> [Exercise aim]
Write out the entries exactly, pictures excluded.

> [The data]
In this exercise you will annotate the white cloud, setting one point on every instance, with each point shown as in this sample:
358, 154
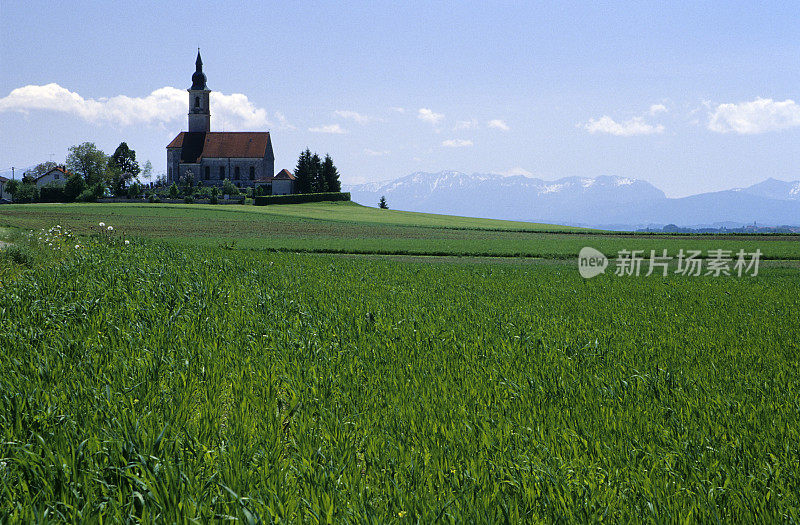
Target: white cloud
498, 124
429, 116
465, 124
634, 126
283, 123
352, 115
163, 105
376, 153
334, 129
456, 143
234, 112
759, 116
515, 171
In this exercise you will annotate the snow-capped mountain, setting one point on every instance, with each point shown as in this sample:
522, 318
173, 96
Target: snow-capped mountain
600, 202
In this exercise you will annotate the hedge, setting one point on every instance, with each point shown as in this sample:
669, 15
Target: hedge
298, 198
52, 194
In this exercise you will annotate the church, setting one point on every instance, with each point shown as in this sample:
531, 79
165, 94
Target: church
211, 157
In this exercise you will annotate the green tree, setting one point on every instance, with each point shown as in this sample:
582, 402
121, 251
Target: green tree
11, 186
303, 173
318, 183
88, 162
123, 168
74, 187
330, 175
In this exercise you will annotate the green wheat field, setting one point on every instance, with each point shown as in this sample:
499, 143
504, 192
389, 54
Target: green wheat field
404, 368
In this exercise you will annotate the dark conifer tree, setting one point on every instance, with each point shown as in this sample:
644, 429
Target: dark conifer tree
318, 185
303, 173
330, 175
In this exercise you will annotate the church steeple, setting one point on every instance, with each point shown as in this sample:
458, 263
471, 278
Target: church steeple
199, 78
199, 112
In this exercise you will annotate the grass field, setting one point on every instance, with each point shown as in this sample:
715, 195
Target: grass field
350, 228
175, 381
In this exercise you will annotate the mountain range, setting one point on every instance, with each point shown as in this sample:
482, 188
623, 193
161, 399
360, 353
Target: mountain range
603, 202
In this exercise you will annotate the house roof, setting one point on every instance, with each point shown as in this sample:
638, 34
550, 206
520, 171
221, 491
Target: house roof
48, 172
222, 144
284, 174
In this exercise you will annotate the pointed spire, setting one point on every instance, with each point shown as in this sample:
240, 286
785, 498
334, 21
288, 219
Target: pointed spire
199, 78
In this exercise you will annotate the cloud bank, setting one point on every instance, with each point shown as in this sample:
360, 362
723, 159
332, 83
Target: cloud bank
498, 124
634, 126
429, 116
457, 143
164, 105
759, 116
333, 129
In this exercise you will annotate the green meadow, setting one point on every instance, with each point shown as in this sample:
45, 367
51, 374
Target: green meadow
349, 228
205, 371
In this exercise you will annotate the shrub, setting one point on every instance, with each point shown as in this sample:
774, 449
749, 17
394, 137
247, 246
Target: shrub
135, 190
229, 189
86, 195
52, 193
25, 192
74, 187
297, 198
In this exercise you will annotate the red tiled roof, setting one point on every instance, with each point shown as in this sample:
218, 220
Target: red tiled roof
222, 144
285, 174
66, 173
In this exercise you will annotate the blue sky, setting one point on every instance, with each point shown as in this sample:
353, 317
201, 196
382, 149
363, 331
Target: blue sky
691, 98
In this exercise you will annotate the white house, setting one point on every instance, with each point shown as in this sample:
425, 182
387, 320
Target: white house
281, 184
4, 196
56, 175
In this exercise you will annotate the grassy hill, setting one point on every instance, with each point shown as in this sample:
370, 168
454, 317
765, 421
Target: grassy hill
351, 228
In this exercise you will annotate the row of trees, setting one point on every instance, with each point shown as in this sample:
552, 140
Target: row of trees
93, 174
314, 175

> [Reply to the task]
In this exercise you will annotate the white cloud, setting one point on every instance, with each point shown as in this sample:
358, 154
Target: white cloud
498, 124
429, 116
465, 124
634, 126
283, 123
352, 115
163, 105
376, 153
334, 129
456, 143
234, 112
759, 116
515, 171
In this exercise you will annotate the snow-capped mountain, setting one point on every instance, with each point shown as in this sample:
522, 318
173, 96
Target: snow-capped mountain
600, 202
In this exercise you will annotate the hedge, setting one point on every instance, with each point shown as in this sample:
669, 15
Target: hedge
298, 198
52, 194
In this exercise you will annotate the church, setting one point on every instance, with each point shown as in this sample:
531, 79
165, 94
Target: church
211, 157
In this exercise you will annotate the green tree, setting one point on every instance, with each point shown as in this sample:
582, 402
121, 251
Target: green tree
11, 186
303, 173
318, 183
88, 162
123, 168
74, 187
330, 175
In this exercise you will annotate the green wheat field, setting one point on every instance, with each point shown as in this sample:
499, 143
504, 192
389, 54
Target: green wheat field
404, 368
In this exercise you will annotate the dark conifer tree, setting one point on every instance, with each point shown as in this sample:
644, 429
Target: dark conifer tree
318, 185
303, 173
330, 175
In this exercise you will annotate the church steeple, setting one point on every instance, with each point shown as in this sample:
458, 263
471, 278
Target: church steeple
199, 78
199, 112
In this exercise you will annotate the grass field, setting one point on every instance, with each point shown as in this sample:
715, 195
Target: grass field
350, 228
175, 381
In this exercise you will annotate the mountain range, setting one point on every instance, with each point shown as in this sample:
482, 188
623, 193
161, 399
360, 353
Target: mountain range
603, 202
In this exercise you will annotate the house roof, setting one point on every instance, with each point shown as in this sample:
638, 34
550, 206
520, 171
221, 491
Target: house roof
48, 172
222, 144
284, 174
In this exercise you will annotate the pointed spire, setting one point on every instance, with each point shown as in this sample:
240, 286
785, 498
334, 21
288, 219
Target: pointed spire
199, 78
In this exercise you will annotate the cloud bank, setting one point on every instance, with each point shown as in this sample:
360, 362
723, 159
332, 83
Target: cloud bank
498, 124
634, 126
429, 116
457, 143
164, 105
759, 116
333, 129
In this exercise you will annotate the green meadow, setting one point on every instance, with each point shown as in this sample:
45, 367
51, 374
Target: green meadow
349, 228
205, 371
In this exercise you will annotate the shrub, setting one point on every instance, with each point shown as in this sample:
774, 449
749, 17
394, 137
247, 246
Target: shrub
135, 190
229, 189
86, 195
52, 193
25, 192
74, 187
297, 198
In this exercise you will annotate the red tiled roof, setting one point on every instance, with each point shown as in this sample:
218, 220
Target: red tiled roof
222, 144
285, 174
66, 173
In this exercise you will annotate the blue sky, setting one point on every instance, with each point shown as in this sample:
353, 317
201, 196
382, 149
363, 331
Target: blue sky
691, 98
In this exercise you will annotate the white house, setting one point on every instance, with each point shown as in this sample:
425, 182
387, 320
Target: white house
281, 184
4, 196
56, 175
In this exercise you will annotate the grassy hill, setting one point on every instance, with each point shown as in this sample:
370, 168
454, 317
765, 421
Target: grassy hill
351, 228
In this exercise you will annotate the row of trees, setting one point on every instance, with each point shown as in this sample:
552, 140
Target: row of trees
93, 174
314, 175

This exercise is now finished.